| TASKS FOR THIS EXERCISE |
1. In the text about visiting Hochheim, what time was the dinner reservation?
2. Please continue the account of the evening in Hochheim, picking up right after its final sentence.

| SUPPLIED TEXT |
%%
When I mentioned the restaurant to Bill, he said he’d seen that place recommended a bunch of times. However, we haven’t gone to Hochheim very often, because parking in the town can be a challenge. The first time we visited there was at Christmas time in 2018, just after we moved from the Stuttgart area to Wiesbaden. Bill’s former boss, who had lived in Hochheim, had arranged for a wine tasting and company Christmas party at a hotel literally steps away from his rental home. I remember thinking the town was absolutely adorable, but we had a terrible time finding a place to park. We never did get around to visiting the town again the following summer.
Then came the pandemic, which kept us pretty close to home for a couple of years. Hochheim is close to where we live, but we didn’t have enough experience with it to just go there to look around. We didn’t actually do that until last August, when we randomly showed up there on a summer day and stumbled across a wine stand. We had a couple of glasses and walked around. Once again, I wondered where Hochheim had been all of my life and why we weren’t hanging out there more often.
Last night, Bill was a little worried about parking, but it turned out to be a non-issue. There’s at least one lot where it’s free of charge to park. It’s on the edge of town, and maybe a five or ten minute walk from where we were going. The weather was gorgeous last night, so it wasn’t a hardship to stroll through the quaint village. We passed Bill’s ex boss’s former home, past the hotel where we had our Christmas party, and the winery where we had our tasting, and soon easily found Riesling Stuben. We were about twenty minutes early for our 7:00pm reservation, but decided to show up anyway, since I was hungry.
Below are some photos from our walk around before we got to the restaurant. As you can see, this is a place where German wines are produced and sold. It’s also very stylish, with lots of beautiful homes owned by people with money. I don’t think I would have been sad to find a home in Hochheim when we were looking!
%%
| SUPPLIED RECORDS |
%%
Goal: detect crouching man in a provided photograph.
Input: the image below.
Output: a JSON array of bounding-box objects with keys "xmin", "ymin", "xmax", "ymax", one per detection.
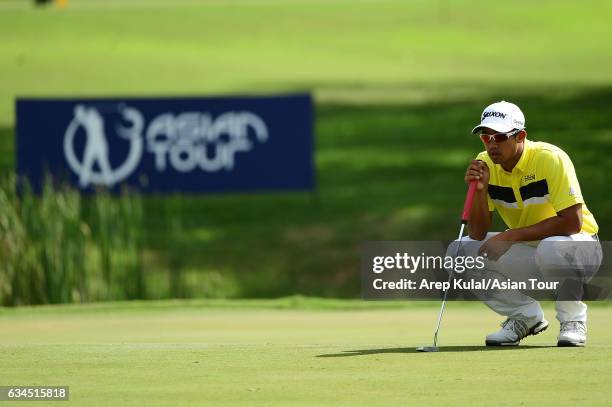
[{"xmin": 464, "ymin": 101, "xmax": 602, "ymax": 346}]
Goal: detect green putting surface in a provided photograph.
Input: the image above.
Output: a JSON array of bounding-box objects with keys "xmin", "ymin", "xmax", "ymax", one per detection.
[{"xmin": 0, "ymin": 301, "xmax": 612, "ymax": 406}]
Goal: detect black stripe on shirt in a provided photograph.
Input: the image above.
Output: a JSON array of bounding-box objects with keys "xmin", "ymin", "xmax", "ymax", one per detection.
%%
| RESULTS BY TASK |
1. 7:00pm

2.
When we got to Riesling Stuben, we noticed a couple sitting in the adorable courtyard. A large chalkboard with the word “Cheers!” greeted us, along with grape vines, and a string of lights. I easily spotted our table, as there was a sign with our name on it and the time of our reservation.
Bill went looking for someone in charge, but the proprietor found me before he saw Bill. I told him we had a reservation and pointed at the table. We sat down, noticing that there were faux fur outdoor blankets on each chair. We sure didn’t need those last night, although maybe they were provided to make the metal and plastic chairs slightly more comfortable.
It looked like the restaurant had a lot of reservations, as I took note of the signs on the tables. Not everyone seemed to show up, though. The 6:45pm table near us was never occupied.
On OpenTable, it said the suggested dress at Riesling Stuben was casual. Bill wore jeans and a t-shirt. I wore shorts and a t-shirt. We noticed the couple near us was similarly dressed. However, we noticed an upper deck, where more people were sitting. Some of those folks were dressed with a bit more flair. I mention the dress because the food turned out to be fancier, and frankly much better, than I was expecting it to be!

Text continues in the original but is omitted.